== EXERCISE MATERIAL

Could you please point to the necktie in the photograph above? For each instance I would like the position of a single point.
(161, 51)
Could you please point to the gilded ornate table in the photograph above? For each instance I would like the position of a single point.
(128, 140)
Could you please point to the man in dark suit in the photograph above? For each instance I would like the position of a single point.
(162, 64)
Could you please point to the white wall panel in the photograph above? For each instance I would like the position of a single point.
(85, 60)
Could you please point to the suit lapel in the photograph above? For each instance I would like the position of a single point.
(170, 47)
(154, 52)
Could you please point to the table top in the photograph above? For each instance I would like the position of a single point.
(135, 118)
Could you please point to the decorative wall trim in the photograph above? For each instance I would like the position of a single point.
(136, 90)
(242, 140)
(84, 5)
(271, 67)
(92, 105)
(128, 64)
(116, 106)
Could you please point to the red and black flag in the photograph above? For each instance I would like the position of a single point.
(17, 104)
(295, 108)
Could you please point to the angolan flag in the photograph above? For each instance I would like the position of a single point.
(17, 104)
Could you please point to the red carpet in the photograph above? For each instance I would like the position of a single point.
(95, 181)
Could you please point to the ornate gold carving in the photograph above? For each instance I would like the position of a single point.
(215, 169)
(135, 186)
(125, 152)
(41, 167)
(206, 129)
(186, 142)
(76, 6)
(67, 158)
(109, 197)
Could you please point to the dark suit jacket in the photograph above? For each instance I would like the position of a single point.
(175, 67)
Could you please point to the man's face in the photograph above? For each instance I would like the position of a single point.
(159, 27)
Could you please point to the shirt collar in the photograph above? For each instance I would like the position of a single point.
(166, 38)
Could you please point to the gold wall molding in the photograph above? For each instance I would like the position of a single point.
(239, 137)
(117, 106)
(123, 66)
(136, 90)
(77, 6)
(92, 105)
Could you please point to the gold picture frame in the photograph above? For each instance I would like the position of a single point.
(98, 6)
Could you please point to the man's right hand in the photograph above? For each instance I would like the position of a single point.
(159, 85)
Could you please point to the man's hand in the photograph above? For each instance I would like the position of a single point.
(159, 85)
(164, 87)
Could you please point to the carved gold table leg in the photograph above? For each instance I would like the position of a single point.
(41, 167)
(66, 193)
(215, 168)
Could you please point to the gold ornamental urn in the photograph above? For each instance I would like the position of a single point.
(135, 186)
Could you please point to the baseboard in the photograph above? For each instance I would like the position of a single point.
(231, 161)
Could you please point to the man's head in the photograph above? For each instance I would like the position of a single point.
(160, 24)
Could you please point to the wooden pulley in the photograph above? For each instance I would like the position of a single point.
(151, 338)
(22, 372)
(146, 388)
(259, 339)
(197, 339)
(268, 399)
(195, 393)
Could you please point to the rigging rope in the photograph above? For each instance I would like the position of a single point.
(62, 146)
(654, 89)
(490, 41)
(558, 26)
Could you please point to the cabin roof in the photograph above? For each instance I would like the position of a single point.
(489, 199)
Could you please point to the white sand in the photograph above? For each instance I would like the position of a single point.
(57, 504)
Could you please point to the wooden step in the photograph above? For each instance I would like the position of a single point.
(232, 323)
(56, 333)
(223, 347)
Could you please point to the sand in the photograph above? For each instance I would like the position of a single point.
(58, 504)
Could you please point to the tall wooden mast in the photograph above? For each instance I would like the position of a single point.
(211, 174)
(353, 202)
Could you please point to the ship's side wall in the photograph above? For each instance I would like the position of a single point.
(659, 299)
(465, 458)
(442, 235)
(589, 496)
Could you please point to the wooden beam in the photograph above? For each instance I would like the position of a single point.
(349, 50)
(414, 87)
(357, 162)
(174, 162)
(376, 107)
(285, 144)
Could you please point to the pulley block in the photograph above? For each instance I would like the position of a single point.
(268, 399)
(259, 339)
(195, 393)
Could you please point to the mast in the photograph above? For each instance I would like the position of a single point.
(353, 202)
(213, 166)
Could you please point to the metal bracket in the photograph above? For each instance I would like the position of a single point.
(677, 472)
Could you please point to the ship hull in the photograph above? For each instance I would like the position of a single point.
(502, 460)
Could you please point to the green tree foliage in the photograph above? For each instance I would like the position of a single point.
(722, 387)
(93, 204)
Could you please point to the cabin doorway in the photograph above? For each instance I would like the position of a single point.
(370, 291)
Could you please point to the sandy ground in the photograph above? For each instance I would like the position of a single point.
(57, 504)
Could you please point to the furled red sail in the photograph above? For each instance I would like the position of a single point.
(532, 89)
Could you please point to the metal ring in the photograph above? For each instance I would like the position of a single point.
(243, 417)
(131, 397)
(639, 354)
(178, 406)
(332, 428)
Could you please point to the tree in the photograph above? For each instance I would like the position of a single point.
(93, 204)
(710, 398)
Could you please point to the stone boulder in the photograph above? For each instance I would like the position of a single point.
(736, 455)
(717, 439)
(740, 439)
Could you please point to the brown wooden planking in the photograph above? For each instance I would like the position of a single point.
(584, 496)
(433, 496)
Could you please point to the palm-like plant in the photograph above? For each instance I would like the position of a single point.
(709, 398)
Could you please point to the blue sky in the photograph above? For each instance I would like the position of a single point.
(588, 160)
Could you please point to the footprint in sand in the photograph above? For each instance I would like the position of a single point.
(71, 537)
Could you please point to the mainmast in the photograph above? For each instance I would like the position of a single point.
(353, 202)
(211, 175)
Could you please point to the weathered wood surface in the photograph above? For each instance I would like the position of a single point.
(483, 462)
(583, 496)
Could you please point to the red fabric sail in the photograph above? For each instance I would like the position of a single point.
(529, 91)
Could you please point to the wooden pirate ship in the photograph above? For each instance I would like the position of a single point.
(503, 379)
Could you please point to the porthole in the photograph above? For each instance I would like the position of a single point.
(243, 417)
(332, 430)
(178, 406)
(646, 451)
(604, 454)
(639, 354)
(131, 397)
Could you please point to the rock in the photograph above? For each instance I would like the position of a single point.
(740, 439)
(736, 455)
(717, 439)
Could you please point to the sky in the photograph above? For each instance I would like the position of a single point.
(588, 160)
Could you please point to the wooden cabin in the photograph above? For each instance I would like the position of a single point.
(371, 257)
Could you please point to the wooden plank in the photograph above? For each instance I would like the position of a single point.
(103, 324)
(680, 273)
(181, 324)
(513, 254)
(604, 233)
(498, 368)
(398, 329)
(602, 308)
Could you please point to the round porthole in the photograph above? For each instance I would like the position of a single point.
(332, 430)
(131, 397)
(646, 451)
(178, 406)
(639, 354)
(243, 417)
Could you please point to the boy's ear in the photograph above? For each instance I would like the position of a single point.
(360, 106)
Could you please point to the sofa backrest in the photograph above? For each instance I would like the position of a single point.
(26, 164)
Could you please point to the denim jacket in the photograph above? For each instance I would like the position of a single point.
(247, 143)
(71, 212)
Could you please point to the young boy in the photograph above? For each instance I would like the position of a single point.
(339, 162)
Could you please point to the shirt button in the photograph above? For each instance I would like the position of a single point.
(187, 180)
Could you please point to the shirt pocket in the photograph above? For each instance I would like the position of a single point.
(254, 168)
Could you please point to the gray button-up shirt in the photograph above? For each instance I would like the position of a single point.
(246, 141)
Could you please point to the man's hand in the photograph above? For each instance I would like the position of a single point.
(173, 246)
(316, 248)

====

= STATED TASK =
Retype all of the entries precisely as they are.

= RESPONSE BELOW =
Could you please point to the necktie in the photograph above? For each instance I would like the position of a single point.
(161, 51)
Could you please point to the gilded ornate table in the photograph above? For each instance I would like the position of a single point.
(128, 140)
Could you please point to the man in dark suit in the photograph above? For each instance I would like the position of a single point.
(162, 64)
Could you please point to the white wall panel in the photograph above? For each instance I would like the position of a single point.
(85, 60)
Could you please point to the suit lapel in the photograph above? For each instance I would like the position of a single point.
(170, 47)
(154, 52)
Could you please point to the table top in the photograph above? For each instance I would like the position of a single point.
(135, 118)
Could you please point to the decorative wall trim in the photograph above? For each instance I would like the position of a single point.
(136, 90)
(242, 140)
(84, 5)
(271, 67)
(92, 105)
(128, 64)
(116, 106)
Could you please point to the red and black flag in the photograph above? For each instance I would like the position of a single point.
(17, 104)
(295, 108)
Could you please point to the angolan flag in the photograph above? For each instance I would like the position of a single point.
(17, 104)
Could you please point to the red carpet in the photograph above? For each instance I would like the position of a single point.
(95, 181)
Could you please point to the ornate gold carving in the photograph above? For each instance I would like the position of a single point.
(215, 169)
(135, 186)
(125, 152)
(41, 167)
(206, 129)
(186, 142)
(76, 6)
(67, 158)
(109, 197)
Could you please point to the dark suit jacket in the photograph above? For each instance I would like the position of a single point.
(175, 67)
Could you please point to the man's face in the photograph above? For each instance I would like the position of a single point.
(159, 27)
Could you please point to the shirt collar in the photograph above? For each instance I would like the position of a single point.
(166, 38)
Could you please point to the gold wall molding in the photograph above? For each instance I would like the position of a single point.
(239, 137)
(117, 106)
(123, 66)
(136, 90)
(77, 6)
(92, 105)
Could you please point to the gold picture frame in the photograph above? For each instance I would like the position of a single point.
(98, 6)
Could you please point to the man's right hand in the photograph above? For each instance I would like the position of a single point.
(159, 85)
Could you please point to the man's hand in the photograph above? For each instance I would like the position of a single point.
(159, 85)
(164, 87)
Could you please point to the carved gold table leg in the photograph above? For each instance I would like the position of a single point.
(41, 167)
(66, 193)
(215, 168)
Could you please point to the gold ornamental urn in the photograph above? For each instance I would like the position of a single point.
(135, 186)
Could you please point to the baseboard in the photograph above? For each instance I would like the position of a single point.
(231, 161)
Could you please point to the man's head in the photograph above? For each instance I would like the position of a single point.
(160, 24)
Could you please point to the wooden pulley in the photograph above? For each instance I would like the position of a single point.
(151, 338)
(22, 372)
(146, 388)
(259, 339)
(197, 339)
(268, 399)
(195, 393)
Could you please point to the rigging rope in the photograph above? For each instance I would like the position of a single point.
(62, 146)
(654, 89)
(490, 41)
(558, 26)
Could you please point to the cabin roof in the photograph above? For each instance I would like the position of a single point.
(489, 199)
Could you please point to the white sand in the photograph above? For each instance I would like the position of a single point.
(57, 504)
Could you please point to the wooden step in the photograph above? For each instance I would like the position of a single point.
(232, 323)
(56, 333)
(223, 347)
Could you please point to the sand in the photograph above? For each instance I would like the position of a single point.
(58, 504)
Could you please point to the tall wooden mast in the photograph above? For each instance I would like the position of a single point.
(211, 174)
(353, 202)
Could you please point to the ship's side wall in the photograph above? For each instance I would like the position of a single point.
(659, 299)
(465, 458)
(442, 235)
(589, 496)
Could you please point to the wooden beam in the photograph above? For each instance I would like the position of a single point.
(349, 50)
(414, 87)
(357, 162)
(174, 162)
(376, 107)
(285, 144)
Could you please point to the pulley block in the photograph above? For each instance I would like the position of a single point.
(268, 399)
(259, 339)
(195, 393)
Could you please point to the mast in the photograph above? For each instance I would like the position of a single point.
(353, 202)
(213, 166)
Could you please point to the metal bracket in the photograph above? For each instance I would like the position of a single point.
(677, 472)
Could you please point to the ship hull in the photograph above? For each instance I would like the position of a single point.
(502, 460)
Could you please point to the green tree foliage in the photograph above? For each instance I would like the position of a single point.
(722, 387)
(93, 204)
Could you please point to the cabin doorway in the photograph above? For each instance I would like the position of a single point.
(370, 291)
Could you please point to the sandy ground in the photograph above? For each instance I would like the position of a single point.
(57, 504)
Could you please point to the furled red sail in the photograph above? For each instance I would like the position of a single point.
(532, 89)
Could you please point to the metal ring in the photograph above? For each instance I would like the position of a single point.
(243, 417)
(131, 397)
(639, 354)
(178, 406)
(332, 428)
Could you please point to the tree in the photograph above? For each instance I would like the position of a single point.
(93, 204)
(710, 398)
Could you please point to the stone boulder in the photograph above? For each instance I would like the position of a single point.
(736, 455)
(717, 439)
(740, 439)
Could you please point to the brown wooden planking in the photograph above? For each instance I would like the position of a single point.
(584, 496)
(433, 496)
Could you please point to the palm-like plant in the photograph above? For each instance I would like the position of a single point.
(709, 398)
Could you please point to the blue sky in the photograph above? For each instance I would like the position of a single point.
(588, 160)
Could you please point to the footprint in sand in the photograph above? For each instance I would like the position of a single point.
(71, 537)
Could you please point to the mainmast in the photograph above? For each instance I would like the position of a single point.
(353, 202)
(211, 175)
Could you please point to the weathered wood surface in the photograph above? For each instance I would like the position of a single point.
(483, 462)
(583, 496)
Could you please point to the red fabric sail in the photograph above? For each instance I would like the position of a single point.
(529, 91)
Could you please point to the wooden pirate ship in the photograph above? For each instance I would like the position of a single point.
(503, 379)
Could you please point to the porthole in the photograph above? For each instance I would like the position of a single point.
(243, 417)
(332, 430)
(178, 406)
(646, 451)
(604, 454)
(639, 354)
(131, 397)
Could you please point to the rock in the photograph above? For each instance I would like the position of a single point.
(740, 439)
(736, 455)
(717, 439)
Could you please point to the sky in the photograph above? For each instance I would like the position of a single point.
(588, 160)
Could you please point to the wooden cabin in the photograph above? For each instance I would like the position of a single point.
(371, 257)
Could you please point to the wooden plank in the photograph above? For each instance I would like the position of a single point.
(103, 324)
(680, 273)
(181, 324)
(513, 254)
(604, 233)
(498, 368)
(398, 329)
(602, 308)
Could you please point to the round porthole in the photograph above? For each instance I would like the position of a single point.
(332, 430)
(131, 397)
(646, 451)
(178, 406)
(639, 354)
(243, 417)
Could you please point to the boy's ear in the photograph above? For each instance I would like the position of a single point.
(360, 106)
Could you please point to the sofa backrest in the photograph above? For each instance I would like the position of a single point.
(26, 164)
Could you please point to the denim jacket in the photograph above? For each instance I would like the position of a single point.
(247, 143)
(71, 212)
Could you please point to the young boy in the photograph above? For each instance I would like the position of a single point.
(339, 162)
Could you please point to the shirt button in the photograph above? For each instance I would like the position of a single point.
(187, 180)
Could you please point to the shirt pocket in the photograph above? For each instance I would like the position of a single point.
(254, 168)
Could you please point to the gray button-up shirt in the photograph above? For each instance I would like the position of a single point.
(246, 141)
Could you please point to the man's hand in the photograph above? For each instance I would like the position of a single point.
(173, 246)
(316, 248)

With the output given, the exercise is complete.